2021SC@SDUSC
此次分析的主要为源码中的simple文件夹下对中文处理的部分,代码如下
首先是chinesesentence类。继承了sentence类
这个类的主要作用在于把每句句子中的词拆出来,对于长文则一句句处理
public class ChineseSentence extends Sentence {
static Properties SINGLE_SENTENCE_DOCUMENT = new Properties()
创建properties类对象,从一个句子中创建文件{{
try (InputStream is = IOUtils.getInputStreamFromURLOrClasspathOrFileSystem("edu/stanford/nlp/pipeline/StanfordCoreNLP-chinese.properties")){
load(is);
此处load函数应是读取is文档,即上面路径中的文件
} catch (IOException e) {
throw new RuntimeIOException(e);
}
setProperty("language", "chinese");
setProperty("annotators", "");
setProperty("ssplit.isOneSentence", "true");
setProperty("tokenize.class", "PTBTokenizer");
setProperty("tokenize.language", "zh");
}};
与上同理,但此处句子为被标记的句子
private static Properties SINGLE_SENTENCE_TOKENIZED_DOCUMENT = new Properties() {{
try (InputStream is = IOUtils.getInputStreamFromURLOrClasspathOrFileSystem("edu/stanford/nlp/pipeline/StanfordCoreNLP-chinese.properties")){
load(is);
} catch (IOException e) {
throw new RuntimeIOException(e);
}
setProperty("language", "chinese");
setProperty("annotators", "");
setProperty("ssplit.isOneSentence", "true");
setProperty("tokenize.class", "WhitespaceTokenizer");
setProperty("tokenize.language", "zh");
setProperty("tokenize.whitespace", "true"); // redundant?

──────────

练习要求:
#1 根据这段源码分析回答:
(a) ChineseSentence 类继承了哪个类?
(b) 在 SINGLE_SENTENCE_DOCUMENT 中,"tokenize.class" 被设为什么?
(c) 在 SINGLE_SENTENCE_TOKENIZED_DOCUMENT 中,"tokenize.class" 被设为什么?
#2 请抄写这段源码分析中从“2021SC@SDUSC”到“SINGLE_SENTENCE_DOCUMENT = new Properties()”的部分。
#3 把这段源码分析中以“这个类的主要作用在于”开头的段落改写得更简短,保留主要信息。
下面的数据在本练习中不起任何作用。

数据列表:
──────────

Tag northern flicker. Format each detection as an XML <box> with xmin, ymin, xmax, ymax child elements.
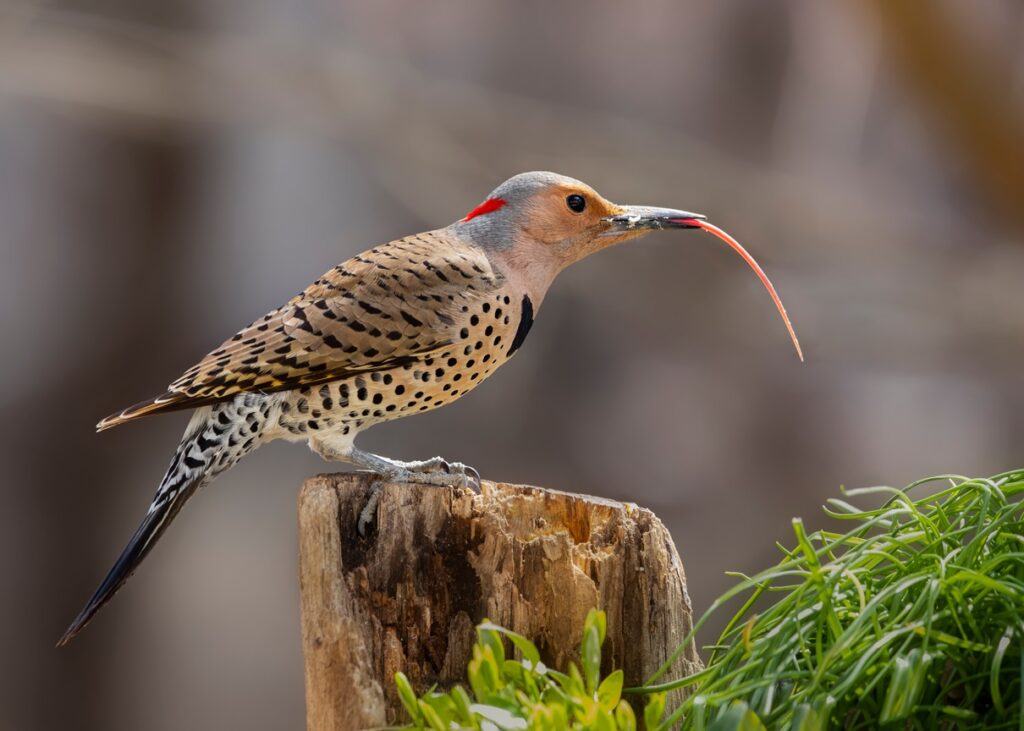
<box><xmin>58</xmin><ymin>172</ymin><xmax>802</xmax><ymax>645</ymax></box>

──────────

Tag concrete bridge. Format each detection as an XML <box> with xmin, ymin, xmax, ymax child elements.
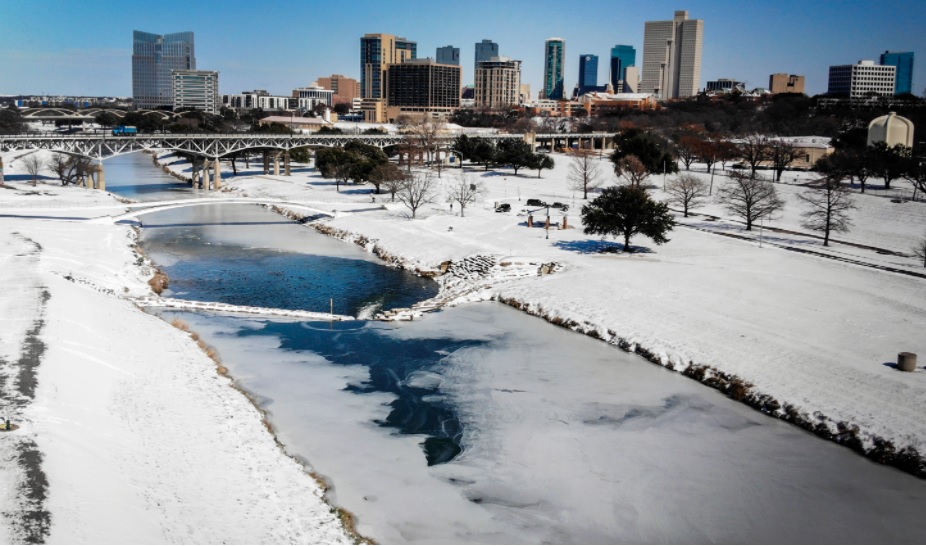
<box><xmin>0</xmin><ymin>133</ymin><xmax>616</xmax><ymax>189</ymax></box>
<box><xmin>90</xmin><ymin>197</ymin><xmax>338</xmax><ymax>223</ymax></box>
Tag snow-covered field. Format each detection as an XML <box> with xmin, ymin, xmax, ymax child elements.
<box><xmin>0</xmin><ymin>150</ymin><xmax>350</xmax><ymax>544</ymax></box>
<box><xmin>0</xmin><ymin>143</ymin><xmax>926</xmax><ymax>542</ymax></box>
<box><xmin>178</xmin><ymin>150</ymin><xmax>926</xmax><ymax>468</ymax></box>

──────────

参考答案:
#1
(a) Sentence 类。
(b) PTBTokenizer。
(c) WhitespaceTokenizer。

#2
2021SC@SDUSC
此次分析的主要为源码中的simple文件夹下对中文处理的部分,代码如下
首先是chinesesentence类。继承了sentence类
这个类的主要作用在于把每句句子中的词拆出来,对于长文则一句句处理
public class ChineseSentence extends Sentence {
static Properties SINGLE_SENTENCE_DOCUMENT = new Properties()

#3 该类用于拆分每句中的词,长文逐句处理。